Image point annotation entries
..........

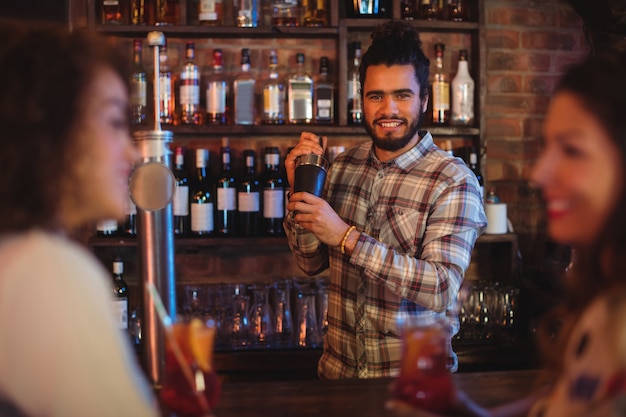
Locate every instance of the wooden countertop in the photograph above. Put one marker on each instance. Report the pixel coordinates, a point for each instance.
(347, 398)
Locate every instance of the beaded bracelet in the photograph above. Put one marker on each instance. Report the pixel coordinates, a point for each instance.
(345, 238)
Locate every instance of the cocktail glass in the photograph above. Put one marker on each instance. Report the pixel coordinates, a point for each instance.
(191, 387)
(425, 380)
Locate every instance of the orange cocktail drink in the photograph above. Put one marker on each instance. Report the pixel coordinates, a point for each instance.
(190, 384)
(425, 380)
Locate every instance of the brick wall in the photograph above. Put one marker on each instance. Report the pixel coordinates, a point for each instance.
(529, 44)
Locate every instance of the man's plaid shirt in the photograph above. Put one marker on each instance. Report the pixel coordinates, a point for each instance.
(419, 217)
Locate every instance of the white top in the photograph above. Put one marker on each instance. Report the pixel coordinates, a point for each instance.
(61, 352)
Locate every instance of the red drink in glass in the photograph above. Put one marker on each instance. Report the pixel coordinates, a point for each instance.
(194, 391)
(425, 380)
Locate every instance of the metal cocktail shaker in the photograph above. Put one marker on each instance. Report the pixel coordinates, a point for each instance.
(310, 174)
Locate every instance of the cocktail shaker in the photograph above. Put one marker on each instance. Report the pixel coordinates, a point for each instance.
(310, 174)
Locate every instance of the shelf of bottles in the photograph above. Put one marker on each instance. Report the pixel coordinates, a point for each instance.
(335, 24)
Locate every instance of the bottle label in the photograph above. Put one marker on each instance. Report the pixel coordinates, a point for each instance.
(244, 102)
(216, 97)
(189, 87)
(207, 10)
(131, 208)
(463, 103)
(165, 87)
(441, 96)
(107, 226)
(138, 93)
(120, 307)
(202, 218)
(189, 93)
(226, 199)
(249, 202)
(180, 202)
(273, 203)
(272, 102)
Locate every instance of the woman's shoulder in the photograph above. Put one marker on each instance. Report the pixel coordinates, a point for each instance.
(38, 250)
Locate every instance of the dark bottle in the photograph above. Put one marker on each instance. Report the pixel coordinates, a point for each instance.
(226, 187)
(107, 228)
(180, 203)
(355, 106)
(324, 95)
(111, 12)
(473, 165)
(440, 89)
(273, 194)
(130, 220)
(249, 198)
(120, 294)
(202, 200)
(217, 92)
(189, 91)
(138, 87)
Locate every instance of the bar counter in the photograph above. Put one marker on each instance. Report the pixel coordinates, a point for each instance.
(362, 398)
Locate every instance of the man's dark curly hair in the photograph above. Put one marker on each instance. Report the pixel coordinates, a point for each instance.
(397, 43)
(45, 73)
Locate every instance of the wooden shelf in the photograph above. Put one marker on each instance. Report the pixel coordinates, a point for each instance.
(198, 31)
(100, 242)
(288, 129)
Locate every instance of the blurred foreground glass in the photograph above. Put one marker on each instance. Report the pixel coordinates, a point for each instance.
(425, 380)
(191, 387)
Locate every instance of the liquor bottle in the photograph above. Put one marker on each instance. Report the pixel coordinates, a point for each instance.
(107, 228)
(324, 95)
(273, 194)
(210, 12)
(138, 87)
(473, 165)
(180, 203)
(225, 221)
(167, 88)
(111, 12)
(300, 94)
(202, 223)
(249, 197)
(120, 294)
(355, 104)
(243, 87)
(217, 92)
(167, 12)
(129, 228)
(285, 12)
(315, 13)
(441, 89)
(457, 10)
(273, 95)
(462, 93)
(429, 9)
(190, 88)
(246, 13)
(137, 12)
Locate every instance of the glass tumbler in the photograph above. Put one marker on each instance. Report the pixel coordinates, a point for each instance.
(425, 380)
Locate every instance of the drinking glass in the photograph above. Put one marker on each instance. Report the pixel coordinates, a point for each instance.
(191, 387)
(307, 331)
(260, 321)
(425, 380)
(282, 325)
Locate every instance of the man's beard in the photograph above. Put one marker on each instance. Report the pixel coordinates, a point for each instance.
(388, 143)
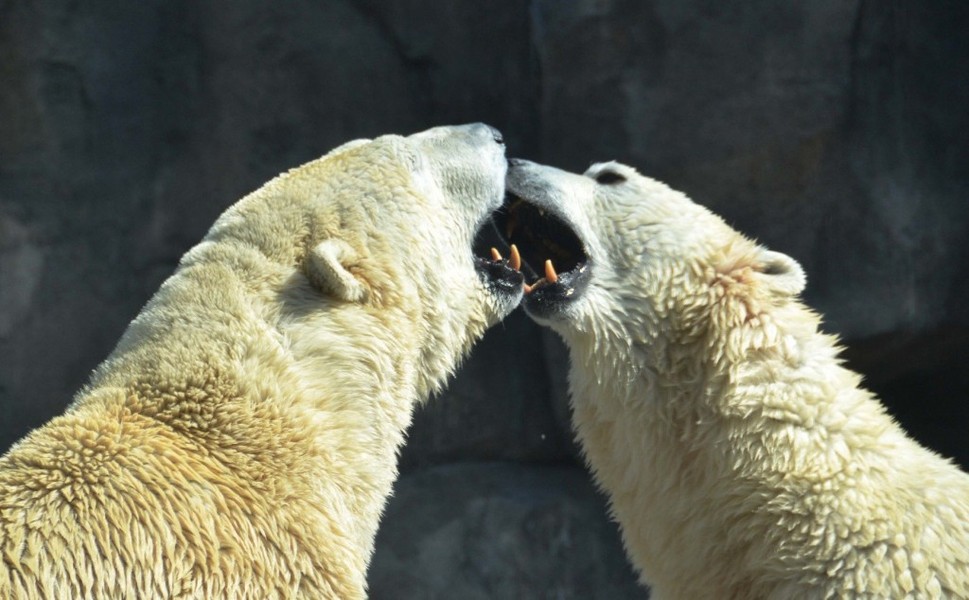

..........

- _INSTRUCTIONS TO FOLLOW_
Reproduce all of the lines above word for word, leaving out the pictures.

- _RESULT OF THE EXERCISE_
Locate every instance of the wooden countertop in the photograph above. Put one marker on each instance. Report the pixel coordinates, a point for each instance.
(347, 398)
Locate every instance of the beaded bracelet in the photograph above. Put one marker on each instance. Report the pixel coordinates, a point for each instance.
(345, 238)
Locate every instance of the cocktail glass in the photograph above. Put one marker on each instance. Report the pixel coordinates, a point for each instance.
(191, 387)
(425, 380)
Locate every instance of the orange cocktail drink in the photograph above. Put one marker on each instance. Report the pixel coordinates, a point for each instance.
(190, 384)
(425, 380)
Locate every instance of the brick wall in the photograph above. Put one marker on each instance. Report the pixel coordinates, a point for each instance.
(529, 44)
Locate every instance of the man's plaid shirt in the photograph above. Put one marker on each instance. Report the pixel coordinates, a point for each instance.
(419, 217)
Locate every instance of the white top in the photograph above. Put one marker on each instance. Report the pixel coordinates, a point for each instance.
(61, 352)
Locate every instance of the red drink in glass in the photograph above. Put one marker on each instance. Report the pixel coordinates, a point for each instance.
(194, 391)
(425, 380)
Locate every instance of the metal cocktail shaker in the photograph above. Put one marker on each instance. Report the pixel coordinates, a point for each instance.
(310, 174)
Locate every instance of the cocktail shaker in the photograph above. Put one marker on each instance. Report the pixel coordinates, a point for each instance.
(310, 174)
Locate every instance of the shelf of bottles in the photograph above. Put one marker on each instance. Report the pixel coordinates, a point for each instance.
(335, 24)
Locate every instance of the bottle label in the photograph above. Put one marker on each instance. Report the pixel coordinates, a point for each instance.
(244, 102)
(216, 97)
(189, 87)
(207, 10)
(131, 208)
(463, 103)
(165, 87)
(441, 96)
(107, 226)
(138, 93)
(120, 307)
(202, 218)
(189, 93)
(226, 199)
(249, 202)
(180, 202)
(273, 203)
(272, 102)
Locate every instance of the woman's shoulder in the photograph above. Put one marker on each instance. Report the pixel coordinates, a point for each instance.
(38, 250)
Locate every instance of the dark bottle in the photograph above. Put one marker on each instance. Report the pixel coordinates, a point for each instance.
(226, 187)
(107, 228)
(180, 203)
(355, 106)
(324, 95)
(111, 12)
(473, 165)
(440, 89)
(273, 194)
(130, 220)
(249, 198)
(120, 294)
(202, 200)
(217, 92)
(189, 91)
(138, 87)
Locate every instance of the bar counter in the photograph above. Put one marker on each instance. Report the pixel coordinates, a point for each instance.
(362, 398)
Locate every instance of the man's dark curly hair in the photograph above. Put one marker on each instance. Report the pixel coordinates, a point for each instance.
(397, 43)
(45, 73)
Locate every instance of the wooden shelf in the photograph above. Put one marker on each instance. Report the pixel coordinates, a point for each instance.
(198, 31)
(100, 242)
(288, 129)
Locate every instance of the blurred foreground glass in the photograph above. Put one marker on each instance. Report the pixel coordinates, a point for each instance.
(425, 380)
(191, 387)
Locate every instance of the liquor bottle in the photograph above. Put one marker on each instance. Report the pixel coordinates, a point for each instance.
(107, 228)
(324, 95)
(273, 194)
(210, 12)
(138, 87)
(473, 165)
(180, 203)
(225, 221)
(167, 88)
(111, 12)
(300, 94)
(202, 223)
(249, 197)
(120, 294)
(355, 104)
(243, 87)
(217, 92)
(167, 12)
(129, 228)
(285, 12)
(315, 13)
(441, 89)
(457, 10)
(273, 95)
(462, 93)
(429, 9)
(190, 88)
(246, 13)
(137, 12)
Locate every instance of the glass tumbler in the photograph above. Put one marker on each instance. Report the pixel coordinates, a point for each instance.
(425, 380)
Locate every instance of the drinking glass in the photograph above. Put one marker on each instance. Report the pixel coordinates, a point for each instance.
(191, 387)
(307, 331)
(260, 321)
(425, 380)
(282, 325)
Locate every instance of the man's beard in the photograph above. Put one marker on each instance. Report the pixel coordinates, a point for each instance.
(388, 143)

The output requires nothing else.